▸ DATA SHOWN

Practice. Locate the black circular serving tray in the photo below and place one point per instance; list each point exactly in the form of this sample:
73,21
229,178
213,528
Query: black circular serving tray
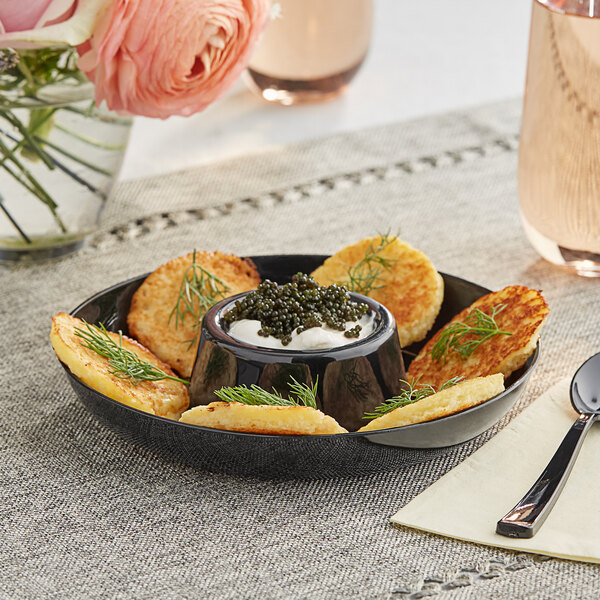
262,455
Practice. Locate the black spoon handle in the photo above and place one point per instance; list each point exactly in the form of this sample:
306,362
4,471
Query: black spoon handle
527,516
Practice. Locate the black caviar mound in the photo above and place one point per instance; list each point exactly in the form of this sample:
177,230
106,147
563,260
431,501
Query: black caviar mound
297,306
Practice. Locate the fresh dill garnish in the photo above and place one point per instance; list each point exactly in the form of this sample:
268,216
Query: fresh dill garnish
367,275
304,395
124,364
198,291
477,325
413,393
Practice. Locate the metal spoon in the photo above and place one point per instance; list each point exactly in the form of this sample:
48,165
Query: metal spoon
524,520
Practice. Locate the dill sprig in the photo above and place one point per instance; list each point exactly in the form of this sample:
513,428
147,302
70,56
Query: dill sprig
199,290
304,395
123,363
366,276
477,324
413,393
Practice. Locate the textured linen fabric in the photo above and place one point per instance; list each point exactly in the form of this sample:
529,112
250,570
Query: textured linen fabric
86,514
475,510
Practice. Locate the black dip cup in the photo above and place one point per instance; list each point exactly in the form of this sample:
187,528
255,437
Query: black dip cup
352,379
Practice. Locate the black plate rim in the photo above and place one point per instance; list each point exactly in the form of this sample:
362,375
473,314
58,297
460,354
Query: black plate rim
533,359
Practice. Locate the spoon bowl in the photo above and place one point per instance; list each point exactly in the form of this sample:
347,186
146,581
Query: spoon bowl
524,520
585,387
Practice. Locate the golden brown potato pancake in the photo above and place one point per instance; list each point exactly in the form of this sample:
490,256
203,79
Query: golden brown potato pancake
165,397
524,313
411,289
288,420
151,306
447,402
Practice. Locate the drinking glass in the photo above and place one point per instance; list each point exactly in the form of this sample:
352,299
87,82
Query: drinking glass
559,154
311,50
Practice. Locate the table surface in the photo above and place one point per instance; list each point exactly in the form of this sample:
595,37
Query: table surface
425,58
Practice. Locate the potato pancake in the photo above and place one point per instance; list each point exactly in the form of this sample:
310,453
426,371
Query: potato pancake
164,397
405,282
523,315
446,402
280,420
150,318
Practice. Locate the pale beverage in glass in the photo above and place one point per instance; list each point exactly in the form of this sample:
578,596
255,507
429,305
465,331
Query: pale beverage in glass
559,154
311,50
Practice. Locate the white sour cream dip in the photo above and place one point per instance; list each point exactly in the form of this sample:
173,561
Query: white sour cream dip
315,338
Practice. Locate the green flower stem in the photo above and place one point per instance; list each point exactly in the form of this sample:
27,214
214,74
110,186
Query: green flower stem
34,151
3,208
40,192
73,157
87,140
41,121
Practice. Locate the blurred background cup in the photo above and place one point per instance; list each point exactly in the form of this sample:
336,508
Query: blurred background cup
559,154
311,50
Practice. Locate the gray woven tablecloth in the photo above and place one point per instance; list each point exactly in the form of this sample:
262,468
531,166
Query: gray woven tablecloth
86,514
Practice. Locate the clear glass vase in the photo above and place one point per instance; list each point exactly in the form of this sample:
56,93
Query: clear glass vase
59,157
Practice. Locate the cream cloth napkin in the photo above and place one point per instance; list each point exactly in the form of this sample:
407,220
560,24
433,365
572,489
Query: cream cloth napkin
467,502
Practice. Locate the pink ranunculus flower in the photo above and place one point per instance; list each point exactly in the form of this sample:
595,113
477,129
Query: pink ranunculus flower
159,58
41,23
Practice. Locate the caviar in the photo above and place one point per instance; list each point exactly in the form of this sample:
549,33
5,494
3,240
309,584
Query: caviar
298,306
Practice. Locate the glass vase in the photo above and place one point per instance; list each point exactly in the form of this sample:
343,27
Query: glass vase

▸ EXERCISE GOAL
Write out the records in full and exactly, omitting the pictures they hold.

▸ RESULT BELOW
Practice. Locate the black circular serving tray in the photo below and place one point per instance; list each point exactly in the form of this sample:
73,21
229,178
213,528
Query: black circular serving tray
262,455
Practice. Locate the black spoon handle in the photo above and place one point per instance; list each point exactly in the form of this sample:
306,362
4,471
Query: black spoon handle
527,516
Practice. Locate the black caviar mound in the photo above and place one point per instance; list each point exactly in the form of this sample:
177,230
106,147
563,260
431,501
Query: black caviar mound
297,306
Practice. Locate the fresh dill garnish in the photo above and place one point per instance; list each point exactly in the form of this sample:
268,216
Query: fresh dill garnish
367,275
304,395
124,364
198,291
477,325
413,393
Practice. Locate the metal spoon in the photo above and place one point per instance; list each point exactly in the form of this sample:
48,165
Query: metal spoon
524,520
Practice. Locate the dill sprig in the photo above and place one point per instance; list each point exactly in the form of this sample:
513,428
147,302
70,56
Query: dill sprig
199,290
304,395
123,363
366,276
477,324
413,393
Practice. Locate the textured linen fabric in the photo above and place one point per instance; list each point exactly in the form of this sample:
529,112
250,570
Query: textured linen fabric
86,514
475,510
Practice. Locate the black dip cup in the photo above and place one point per instance; list each point exactly in the form of this sample:
187,528
255,437
Query: black dip cup
352,379
Practice. Locate the black plate rim in the photo above and place one point per instance; list each point exactly in the form of this sample:
362,375
473,314
58,297
460,354
Query: black plate rim
533,359
Practice. Locate the spoon bowl in the photo above and place one point per instance; list each point exactly in the form of this sample:
347,186
146,581
Query: spoon bowl
524,520
585,387
Practice. Locate the golden brown potato pancake in the photo above and place one point per instance; list each point exactly in the form of this sample:
490,256
203,79
Query: golden brown potato pancake
165,397
524,313
411,289
288,420
151,306
447,402
Practice. Locate the drinking glass in the photo above and place one point per instance; list each point exactly in the form of this sample:
352,299
87,82
Query: drinking glass
559,154
311,50
Practice. Locate the table surface in the photo above and place one point per instance; list each point exactly in the form of this sample:
595,37
Query: table surface
425,58
Practice. Locate the potato pancake in the photo above and place one point per instance; list each point exactly in the form of this sample:
310,453
426,371
Query: potato pancake
164,397
405,282
523,315
446,402
280,420
150,318
Practice. Locate the pale beverage in glass in the photo above and place one point per instance; list each point exactly in the form of this sample:
578,596
255,507
429,305
465,331
Query: pale beverage in glass
559,154
311,50
Practice. Locate the white sour cream dip in the photo above and place one point per instance; list each point exactly in the form of this sample:
173,561
Query: white sour cream dip
315,338
Practice. Locate the green flower stem in the photo above and place one point per instance; list each point exactly in the form of this sample:
27,214
214,74
110,186
Query: green flower stem
34,151
3,208
40,192
73,157
87,140
41,121
Practice. Locate the blurred background cup in the photo above and place one point per instance; list each point exactly in the form of this sample:
336,508
Query: blurred background cup
559,154
311,50
Practice. Locate the gray woven tablecloth in the photo above and place one point per instance; list each point exactly in the form of this sample:
262,468
531,166
Query: gray woven tablecloth
86,514
Practice. Locate the clear glass vase in the photo above and place one point per instance; list each point exactly in the form of this sample:
56,93
Query: clear glass vase
59,157
Practice. Locate the cream cloth napkin in the photo above and place one point per instance; list each point exactly in the form of this sample:
407,220
560,24
433,365
572,489
Query: cream cloth napkin
467,502
Practice. Locate the pink ranunculus flower in the photo above and place one point per instance; list each point exactly in the form of this sample:
595,113
477,129
Query: pink ranunculus flower
159,58
41,23
Practice. Locate the caviar in the photo above and place one point per instance; list each point exactly in the form of this sample:
549,33
5,494
3,240
309,584
Query: caviar
298,306
Practice. Locate the glass vase in the photo above and place one point per instance; list each point exactly in the form of this sample:
343,27
Query: glass vase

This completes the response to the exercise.